**GOAL**
Filter the entries below, keeping only the lines that contain the word "light". Copy each of those lines unchanged.

Stored data entries

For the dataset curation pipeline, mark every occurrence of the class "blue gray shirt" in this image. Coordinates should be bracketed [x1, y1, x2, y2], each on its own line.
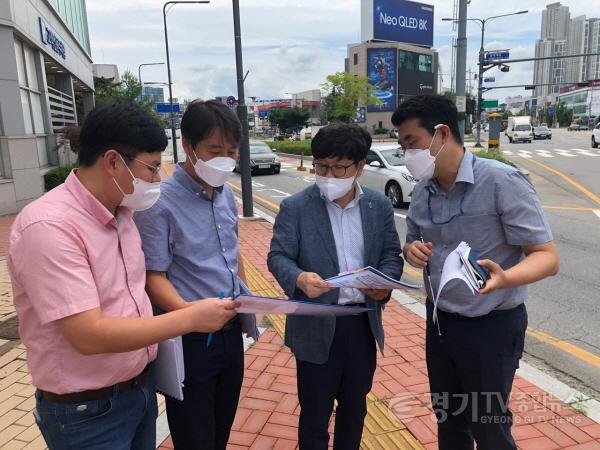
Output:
[406, 150, 553, 317]
[321, 183, 365, 305]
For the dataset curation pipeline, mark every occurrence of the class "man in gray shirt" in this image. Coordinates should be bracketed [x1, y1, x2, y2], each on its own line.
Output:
[268, 124, 403, 450]
[135, 100, 257, 450]
[392, 95, 559, 450]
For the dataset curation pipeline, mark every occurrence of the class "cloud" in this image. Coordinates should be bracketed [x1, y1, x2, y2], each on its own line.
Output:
[87, 0, 600, 103]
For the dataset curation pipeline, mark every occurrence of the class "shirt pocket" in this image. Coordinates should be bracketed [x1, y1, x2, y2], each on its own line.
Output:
[444, 212, 505, 258]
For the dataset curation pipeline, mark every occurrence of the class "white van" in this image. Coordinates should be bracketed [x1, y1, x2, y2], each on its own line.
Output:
[506, 116, 533, 143]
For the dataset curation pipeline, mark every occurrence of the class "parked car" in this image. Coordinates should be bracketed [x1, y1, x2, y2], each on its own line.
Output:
[360, 144, 417, 208]
[592, 123, 600, 148]
[234, 141, 281, 175]
[533, 126, 552, 140]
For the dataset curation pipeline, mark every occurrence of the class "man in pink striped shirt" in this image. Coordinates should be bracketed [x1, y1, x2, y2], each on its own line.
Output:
[8, 103, 235, 450]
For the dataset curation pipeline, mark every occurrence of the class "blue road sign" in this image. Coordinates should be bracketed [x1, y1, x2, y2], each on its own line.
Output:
[483, 50, 510, 61]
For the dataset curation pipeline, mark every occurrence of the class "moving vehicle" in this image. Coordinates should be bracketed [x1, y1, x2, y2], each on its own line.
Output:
[533, 126, 552, 140]
[234, 141, 281, 175]
[506, 116, 533, 143]
[360, 144, 417, 208]
[592, 123, 600, 148]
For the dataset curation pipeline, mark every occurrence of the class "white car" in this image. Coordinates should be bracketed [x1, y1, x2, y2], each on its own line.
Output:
[592, 122, 600, 148]
[360, 144, 417, 208]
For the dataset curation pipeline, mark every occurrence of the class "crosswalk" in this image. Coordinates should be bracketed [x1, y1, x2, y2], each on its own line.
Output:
[502, 148, 600, 161]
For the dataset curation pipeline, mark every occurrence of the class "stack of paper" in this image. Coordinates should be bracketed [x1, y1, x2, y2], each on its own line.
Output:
[325, 266, 423, 289]
[154, 336, 185, 400]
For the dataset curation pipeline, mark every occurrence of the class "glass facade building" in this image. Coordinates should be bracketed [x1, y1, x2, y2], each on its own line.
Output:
[50, 0, 92, 55]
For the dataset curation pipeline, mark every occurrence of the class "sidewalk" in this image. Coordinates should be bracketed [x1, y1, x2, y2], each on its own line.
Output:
[0, 199, 600, 450]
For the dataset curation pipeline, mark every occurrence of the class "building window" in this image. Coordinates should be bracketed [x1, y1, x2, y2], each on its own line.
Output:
[15, 40, 48, 166]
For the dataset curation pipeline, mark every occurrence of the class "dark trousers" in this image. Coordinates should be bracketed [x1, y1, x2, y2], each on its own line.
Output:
[166, 323, 244, 450]
[296, 314, 376, 450]
[426, 298, 527, 450]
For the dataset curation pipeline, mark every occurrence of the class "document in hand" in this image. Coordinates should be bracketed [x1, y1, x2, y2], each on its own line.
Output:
[234, 295, 369, 316]
[154, 336, 185, 400]
[433, 241, 487, 322]
[325, 266, 423, 289]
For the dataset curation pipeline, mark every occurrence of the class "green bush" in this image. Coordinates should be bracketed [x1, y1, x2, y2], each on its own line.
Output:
[267, 139, 311, 156]
[44, 164, 77, 192]
[474, 150, 517, 168]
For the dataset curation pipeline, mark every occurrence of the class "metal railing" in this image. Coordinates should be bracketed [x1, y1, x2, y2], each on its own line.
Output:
[48, 86, 77, 134]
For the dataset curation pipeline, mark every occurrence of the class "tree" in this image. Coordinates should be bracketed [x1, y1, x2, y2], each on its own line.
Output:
[94, 70, 153, 112]
[321, 72, 381, 122]
[269, 108, 310, 132]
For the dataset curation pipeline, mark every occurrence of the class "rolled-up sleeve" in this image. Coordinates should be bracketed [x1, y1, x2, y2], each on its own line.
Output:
[133, 203, 173, 272]
[11, 221, 100, 324]
[496, 171, 553, 246]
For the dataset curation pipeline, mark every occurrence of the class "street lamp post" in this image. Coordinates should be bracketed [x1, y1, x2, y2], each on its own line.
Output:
[442, 10, 529, 148]
[163, 0, 210, 164]
[138, 63, 165, 99]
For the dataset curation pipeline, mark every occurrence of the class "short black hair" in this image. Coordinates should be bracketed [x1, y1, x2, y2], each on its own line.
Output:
[310, 123, 373, 163]
[181, 100, 242, 148]
[78, 102, 168, 167]
[392, 94, 462, 144]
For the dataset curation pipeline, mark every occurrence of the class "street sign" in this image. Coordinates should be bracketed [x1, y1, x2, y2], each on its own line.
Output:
[481, 100, 498, 109]
[456, 95, 467, 112]
[483, 50, 510, 61]
[155, 103, 181, 114]
[227, 95, 237, 109]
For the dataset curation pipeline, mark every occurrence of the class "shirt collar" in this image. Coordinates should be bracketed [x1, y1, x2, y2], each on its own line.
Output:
[426, 149, 475, 195]
[319, 181, 365, 209]
[65, 170, 127, 225]
[173, 163, 223, 199]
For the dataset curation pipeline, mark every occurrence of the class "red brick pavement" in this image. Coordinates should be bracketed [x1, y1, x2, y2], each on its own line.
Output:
[157, 216, 600, 450]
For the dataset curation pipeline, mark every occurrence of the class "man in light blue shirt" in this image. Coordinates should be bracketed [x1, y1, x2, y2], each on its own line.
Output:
[392, 95, 559, 450]
[135, 101, 257, 450]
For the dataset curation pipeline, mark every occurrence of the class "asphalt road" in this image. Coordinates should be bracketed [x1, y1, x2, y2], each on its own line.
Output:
[231, 131, 600, 399]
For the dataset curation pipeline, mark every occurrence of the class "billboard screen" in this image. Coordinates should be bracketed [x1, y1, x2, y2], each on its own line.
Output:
[373, 0, 433, 47]
[398, 69, 435, 95]
[367, 48, 398, 112]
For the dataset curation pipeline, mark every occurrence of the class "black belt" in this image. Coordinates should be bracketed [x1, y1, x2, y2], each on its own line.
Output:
[427, 299, 525, 320]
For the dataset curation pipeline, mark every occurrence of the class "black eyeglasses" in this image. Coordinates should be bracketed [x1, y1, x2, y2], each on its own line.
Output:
[427, 186, 467, 225]
[313, 162, 356, 178]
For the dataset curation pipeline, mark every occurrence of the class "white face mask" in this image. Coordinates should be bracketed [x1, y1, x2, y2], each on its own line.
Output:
[113, 155, 160, 211]
[315, 175, 356, 202]
[192, 151, 235, 187]
[404, 124, 446, 181]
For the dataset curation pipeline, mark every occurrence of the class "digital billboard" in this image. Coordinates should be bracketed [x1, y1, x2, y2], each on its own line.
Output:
[367, 48, 398, 112]
[370, 0, 433, 47]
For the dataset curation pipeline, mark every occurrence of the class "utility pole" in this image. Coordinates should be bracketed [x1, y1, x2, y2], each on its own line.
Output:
[456, 0, 467, 140]
[233, 0, 254, 217]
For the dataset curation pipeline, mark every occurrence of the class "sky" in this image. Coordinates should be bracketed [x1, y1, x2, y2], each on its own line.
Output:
[87, 0, 600, 102]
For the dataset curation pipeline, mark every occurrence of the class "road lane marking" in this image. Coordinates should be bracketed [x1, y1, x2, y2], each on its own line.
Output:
[527, 328, 600, 367]
[529, 159, 600, 205]
[555, 149, 577, 158]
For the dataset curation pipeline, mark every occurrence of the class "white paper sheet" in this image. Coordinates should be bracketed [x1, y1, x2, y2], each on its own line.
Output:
[325, 266, 423, 289]
[154, 336, 185, 400]
[235, 295, 369, 316]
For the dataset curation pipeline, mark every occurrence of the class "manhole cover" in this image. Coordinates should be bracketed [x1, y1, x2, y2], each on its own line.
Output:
[0, 316, 19, 340]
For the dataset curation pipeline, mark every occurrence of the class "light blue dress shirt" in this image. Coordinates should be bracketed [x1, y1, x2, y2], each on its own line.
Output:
[321, 183, 365, 305]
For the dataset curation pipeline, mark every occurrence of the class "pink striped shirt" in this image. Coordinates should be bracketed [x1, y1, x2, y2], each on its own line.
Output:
[8, 172, 156, 394]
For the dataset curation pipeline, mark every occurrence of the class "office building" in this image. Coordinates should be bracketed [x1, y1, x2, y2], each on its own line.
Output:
[0, 0, 94, 214]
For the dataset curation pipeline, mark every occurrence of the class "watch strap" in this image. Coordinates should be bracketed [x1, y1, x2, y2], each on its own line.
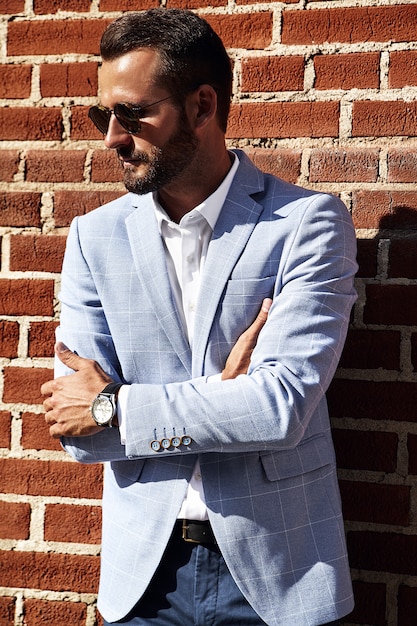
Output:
[100, 382, 123, 395]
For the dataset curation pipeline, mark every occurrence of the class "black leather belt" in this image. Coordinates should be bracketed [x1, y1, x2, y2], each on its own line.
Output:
[176, 519, 217, 545]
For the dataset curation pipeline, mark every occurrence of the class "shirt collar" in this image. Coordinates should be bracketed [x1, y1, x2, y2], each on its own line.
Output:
[152, 152, 239, 231]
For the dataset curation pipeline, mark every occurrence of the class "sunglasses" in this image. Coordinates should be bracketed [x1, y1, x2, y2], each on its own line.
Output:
[88, 96, 172, 135]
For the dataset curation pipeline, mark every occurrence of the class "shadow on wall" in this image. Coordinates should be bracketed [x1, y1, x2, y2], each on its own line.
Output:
[328, 205, 417, 626]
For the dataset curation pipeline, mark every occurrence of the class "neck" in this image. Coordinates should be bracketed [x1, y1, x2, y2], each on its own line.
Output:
[158, 148, 232, 223]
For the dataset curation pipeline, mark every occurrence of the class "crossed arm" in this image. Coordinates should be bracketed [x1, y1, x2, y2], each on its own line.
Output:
[41, 298, 272, 439]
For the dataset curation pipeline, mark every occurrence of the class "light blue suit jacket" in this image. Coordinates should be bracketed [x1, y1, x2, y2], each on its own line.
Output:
[57, 152, 357, 626]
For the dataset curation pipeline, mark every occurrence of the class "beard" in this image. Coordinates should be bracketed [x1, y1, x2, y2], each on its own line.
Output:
[117, 109, 199, 195]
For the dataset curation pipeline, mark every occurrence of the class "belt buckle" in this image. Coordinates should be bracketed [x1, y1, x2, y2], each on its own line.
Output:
[182, 519, 200, 543]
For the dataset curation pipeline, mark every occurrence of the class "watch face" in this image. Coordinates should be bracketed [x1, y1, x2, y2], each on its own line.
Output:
[91, 396, 113, 424]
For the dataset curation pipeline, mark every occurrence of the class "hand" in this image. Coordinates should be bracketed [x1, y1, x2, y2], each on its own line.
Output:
[222, 298, 272, 380]
[41, 343, 112, 439]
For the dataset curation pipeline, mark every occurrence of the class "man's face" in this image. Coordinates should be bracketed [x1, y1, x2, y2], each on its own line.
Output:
[100, 49, 198, 194]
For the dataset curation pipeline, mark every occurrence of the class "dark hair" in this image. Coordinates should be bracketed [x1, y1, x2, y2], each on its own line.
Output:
[100, 8, 232, 131]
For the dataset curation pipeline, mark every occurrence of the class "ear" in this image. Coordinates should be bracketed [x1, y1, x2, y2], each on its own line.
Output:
[189, 85, 217, 129]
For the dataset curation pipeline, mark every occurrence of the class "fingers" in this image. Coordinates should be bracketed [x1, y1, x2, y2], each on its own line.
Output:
[242, 298, 272, 347]
[55, 341, 83, 372]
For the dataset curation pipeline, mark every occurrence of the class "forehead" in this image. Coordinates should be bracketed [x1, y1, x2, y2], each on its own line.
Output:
[99, 48, 160, 106]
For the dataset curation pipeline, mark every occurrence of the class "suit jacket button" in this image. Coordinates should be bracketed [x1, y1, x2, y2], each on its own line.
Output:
[151, 439, 161, 452]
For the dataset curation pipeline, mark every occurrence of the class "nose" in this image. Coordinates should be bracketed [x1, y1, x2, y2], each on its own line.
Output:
[104, 113, 133, 148]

**SOLUTION**
For the dataset curation pipeline, mark every occurrence of the class "man in light blue shirt" in this image. Coordinates should be bracketed [x1, y1, x2, y2], each on its own line.
For the dataset curation pipeline, mark every occurrence of the class "light blue dress shirt" in this image. Coordinates should be bracketed [x1, y1, x2, y2], each on its own line.
For the dataset curation pipeline, mark every occurrence of the class "light blue suit jacket" in this image. Coordinates should be bracketed [x1, y1, x2, y2], each on its own line.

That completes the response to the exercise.